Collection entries
*** Block opens ***

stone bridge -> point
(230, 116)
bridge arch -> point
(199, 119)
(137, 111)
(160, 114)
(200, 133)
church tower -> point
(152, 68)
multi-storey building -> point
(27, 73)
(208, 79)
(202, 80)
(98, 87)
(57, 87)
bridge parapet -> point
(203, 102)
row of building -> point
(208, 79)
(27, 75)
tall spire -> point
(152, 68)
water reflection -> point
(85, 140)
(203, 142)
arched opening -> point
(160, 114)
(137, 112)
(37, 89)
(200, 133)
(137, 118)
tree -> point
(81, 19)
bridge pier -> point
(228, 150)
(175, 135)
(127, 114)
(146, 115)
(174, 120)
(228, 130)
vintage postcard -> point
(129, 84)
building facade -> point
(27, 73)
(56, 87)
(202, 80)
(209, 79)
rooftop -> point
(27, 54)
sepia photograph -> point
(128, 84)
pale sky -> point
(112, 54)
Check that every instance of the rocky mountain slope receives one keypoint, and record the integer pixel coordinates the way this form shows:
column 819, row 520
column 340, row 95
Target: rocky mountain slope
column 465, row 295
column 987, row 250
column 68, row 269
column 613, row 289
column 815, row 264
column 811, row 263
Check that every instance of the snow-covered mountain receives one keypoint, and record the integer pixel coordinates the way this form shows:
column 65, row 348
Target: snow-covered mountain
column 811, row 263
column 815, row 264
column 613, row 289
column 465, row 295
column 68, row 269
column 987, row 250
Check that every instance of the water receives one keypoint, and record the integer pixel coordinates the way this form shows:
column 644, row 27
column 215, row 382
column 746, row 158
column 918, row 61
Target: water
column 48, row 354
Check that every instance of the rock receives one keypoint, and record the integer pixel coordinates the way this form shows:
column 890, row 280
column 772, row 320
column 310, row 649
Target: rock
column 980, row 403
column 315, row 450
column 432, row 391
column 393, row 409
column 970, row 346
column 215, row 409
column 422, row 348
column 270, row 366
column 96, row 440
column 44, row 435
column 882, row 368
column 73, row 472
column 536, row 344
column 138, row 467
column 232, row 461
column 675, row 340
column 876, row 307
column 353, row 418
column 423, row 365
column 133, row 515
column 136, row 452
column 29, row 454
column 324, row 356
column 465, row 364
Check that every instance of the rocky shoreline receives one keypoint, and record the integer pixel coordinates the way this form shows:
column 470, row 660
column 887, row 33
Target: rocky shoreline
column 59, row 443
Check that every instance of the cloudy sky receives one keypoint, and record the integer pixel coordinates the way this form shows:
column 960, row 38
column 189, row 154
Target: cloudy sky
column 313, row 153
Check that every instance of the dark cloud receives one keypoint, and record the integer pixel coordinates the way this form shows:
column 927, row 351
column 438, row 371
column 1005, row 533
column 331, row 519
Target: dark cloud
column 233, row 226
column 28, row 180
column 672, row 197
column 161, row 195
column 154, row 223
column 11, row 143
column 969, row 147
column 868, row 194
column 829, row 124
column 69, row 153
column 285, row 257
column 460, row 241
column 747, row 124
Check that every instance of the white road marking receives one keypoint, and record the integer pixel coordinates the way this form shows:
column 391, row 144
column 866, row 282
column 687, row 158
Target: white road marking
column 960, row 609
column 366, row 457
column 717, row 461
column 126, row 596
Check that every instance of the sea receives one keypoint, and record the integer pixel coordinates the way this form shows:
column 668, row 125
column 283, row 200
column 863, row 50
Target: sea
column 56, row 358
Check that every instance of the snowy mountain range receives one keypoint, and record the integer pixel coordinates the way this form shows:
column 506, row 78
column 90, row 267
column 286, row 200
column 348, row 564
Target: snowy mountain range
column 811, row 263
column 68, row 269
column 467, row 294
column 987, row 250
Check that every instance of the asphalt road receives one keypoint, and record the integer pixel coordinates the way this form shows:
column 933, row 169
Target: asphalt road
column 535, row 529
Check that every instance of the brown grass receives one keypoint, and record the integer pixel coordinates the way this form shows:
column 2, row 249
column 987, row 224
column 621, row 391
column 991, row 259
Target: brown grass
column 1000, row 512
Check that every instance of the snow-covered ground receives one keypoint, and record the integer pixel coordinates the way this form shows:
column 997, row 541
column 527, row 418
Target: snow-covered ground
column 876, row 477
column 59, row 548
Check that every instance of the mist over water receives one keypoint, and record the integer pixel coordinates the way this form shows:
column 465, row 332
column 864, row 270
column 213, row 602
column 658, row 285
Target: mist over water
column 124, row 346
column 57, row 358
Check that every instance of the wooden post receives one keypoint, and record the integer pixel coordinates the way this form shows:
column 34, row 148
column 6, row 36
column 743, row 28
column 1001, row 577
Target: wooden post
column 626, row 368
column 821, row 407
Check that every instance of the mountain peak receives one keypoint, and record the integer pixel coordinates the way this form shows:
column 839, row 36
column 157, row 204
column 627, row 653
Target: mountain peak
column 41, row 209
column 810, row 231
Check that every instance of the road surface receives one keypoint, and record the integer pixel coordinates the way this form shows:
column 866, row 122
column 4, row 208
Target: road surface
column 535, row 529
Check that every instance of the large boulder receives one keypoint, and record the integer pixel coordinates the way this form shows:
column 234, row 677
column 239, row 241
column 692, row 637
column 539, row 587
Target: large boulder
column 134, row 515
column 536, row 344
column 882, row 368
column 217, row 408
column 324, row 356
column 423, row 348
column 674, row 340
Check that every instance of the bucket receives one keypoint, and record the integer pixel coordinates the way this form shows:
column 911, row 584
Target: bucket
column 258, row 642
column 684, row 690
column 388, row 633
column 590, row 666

*** Block closes ***

All of the entries above need to be output again exactly.

stone bridge -> point
(230, 116)
bridge arch -> point
(199, 119)
(137, 111)
(160, 114)
(200, 133)
church tower -> point
(152, 68)
multi-storey building -> point
(27, 73)
(208, 79)
(202, 80)
(98, 87)
(57, 87)
bridge parapet -> point
(203, 102)
row of building -> point
(208, 79)
(27, 75)
tall spire -> point
(152, 68)
water reflection -> point
(85, 140)
(203, 142)
arched opening -> point
(160, 114)
(137, 112)
(37, 89)
(200, 133)
(137, 118)
tree -> point
(81, 19)
bridge pier -> point
(228, 150)
(175, 135)
(127, 114)
(146, 115)
(174, 120)
(228, 130)
vintage postcard -> point
(129, 84)
building facade -> point
(27, 73)
(56, 87)
(202, 80)
(209, 79)
rooftop -> point
(27, 54)
sepia photograph -> point
(128, 84)
pale sky -> point
(112, 54)
Check that every instance of the rocky mountain slope receives one keypoint, and record the integer pixel coordinates the way this form shows:
column 819, row 520
column 340, row 95
Target: rocky mountain slope
column 465, row 295
column 987, row 250
column 68, row 269
column 613, row 289
column 815, row 264
column 811, row 263
Check that every instance of the snow-covered mountain receives one keypoint, and record the integer pixel coordinates the way this form shows:
column 65, row 348
Target: snow-covered mountain
column 811, row 263
column 815, row 264
column 613, row 289
column 465, row 295
column 68, row 269
column 987, row 250
Check that every instance of the water receives one keypoint, and record the integer pixel coordinates the way this form shows:
column 644, row 27
column 215, row 382
column 746, row 158
column 918, row 61
Target: water
column 48, row 354
Check that every instance of the rock receives one keypoint, and record the integer pixel coordinates the way this form shows:
column 890, row 280
column 772, row 320
column 310, row 649
Target: rock
column 980, row 403
column 315, row 450
column 432, row 391
column 393, row 409
column 970, row 346
column 215, row 409
column 422, row 348
column 270, row 366
column 96, row 440
column 44, row 435
column 882, row 368
column 73, row 472
column 536, row 344
column 138, row 467
column 232, row 461
column 675, row 340
column 876, row 307
column 353, row 418
column 423, row 365
column 133, row 515
column 136, row 452
column 29, row 454
column 324, row 356
column 465, row 364
Check that every instance of the rocky shoreline receives one keypoint, and record the integer pixel coordinates the way this form shows:
column 470, row 660
column 887, row 33
Target: rocky shoreline
column 59, row 443
Check that every instance of the cloudy sky receives one keypoint, and record the integer pixel coordinates the way this form shows:
column 960, row 38
column 189, row 154
Target: cloudy sky
column 313, row 153
Check that every instance of the dark cloud receives one keypoint, and record the integer pixel coordinates the way this form shows:
column 927, row 351
column 438, row 371
column 1005, row 533
column 331, row 519
Target: dark cloud
column 233, row 226
column 28, row 180
column 672, row 197
column 161, row 195
column 154, row 223
column 11, row 143
column 969, row 147
column 868, row 194
column 829, row 124
column 69, row 153
column 285, row 257
column 460, row 241
column 747, row 124
Check that every instance of the white road marking receives one keypoint, and record the integer pixel coordinates the way this form shows:
column 391, row 144
column 866, row 282
column 687, row 158
Target: white road marking
column 960, row 609
column 366, row 457
column 717, row 461
column 126, row 596
Check that every instance of the sea receives one keypoint, and record the integer pixel coordinates the way this form shows:
column 668, row 125
column 283, row 200
column 863, row 50
Target: sea
column 56, row 358
Check that every instance of the snowy mountain range receives one keypoint, and record the integer pixel coordinates the way this form shows:
column 506, row 78
column 90, row 267
column 286, row 200
column 348, row 564
Target: snowy mountain range
column 811, row 263
column 68, row 269
column 467, row 294
column 987, row 250
Check that every instance of the asphalt road receives one keypoint, and record the integer pixel coordinates the way this form shows:
column 933, row 169
Target: asphalt road
column 535, row 529
Check that every instance of the brown grass receives one keypoint, and record the integer pixel coordinates the way this form shows:
column 2, row 249
column 987, row 224
column 621, row 391
column 991, row 259
Target: brown grass
column 1000, row 512
Check that every instance of the snow-covered ground receives one keypoint, and record the integer pixel coordinates the way this form shows:
column 997, row 541
column 527, row 418
Target: snow-covered ground
column 876, row 477
column 59, row 548
Check that every instance of the mist over water receives one keypoint, and record the integer pixel coordinates the way this form shows:
column 465, row 332
column 864, row 270
column 213, row 602
column 658, row 285
Target: mist over water
column 124, row 346
column 57, row 358
Check that every instance of the wooden post receives one keypoint, and record the integer pixel coordinates the way this form shows:
column 34, row 148
column 6, row 36
column 743, row 28
column 1001, row 577
Target: wooden post
column 626, row 368
column 821, row 407
Check that every instance of the mountain peak receives one keypoint, and record the integer pixel coordinates the way this form shows:
column 839, row 36
column 157, row 204
column 627, row 653
Target: mountain peak
column 41, row 209
column 810, row 231
Check that every instance of the road surface receives one keypoint, and record the integer pixel coordinates the way this form shows:
column 866, row 122
column 4, row 208
Target: road surface
column 535, row 529
Check that every instance of the large boulder receives one keypoint, and record the integer pixel coordinates the way this form shows:
column 234, row 677
column 239, row 241
column 692, row 637
column 539, row 587
Target: large boulder
column 134, row 515
column 536, row 344
column 882, row 368
column 217, row 408
column 324, row 356
column 423, row 348
column 674, row 340
Check that every instance of the bucket receives one keypoint, and record the integer pixel coordinates the way this form shows:
column 911, row 584
Target: bucket
column 258, row 642
column 684, row 690
column 388, row 633
column 590, row 666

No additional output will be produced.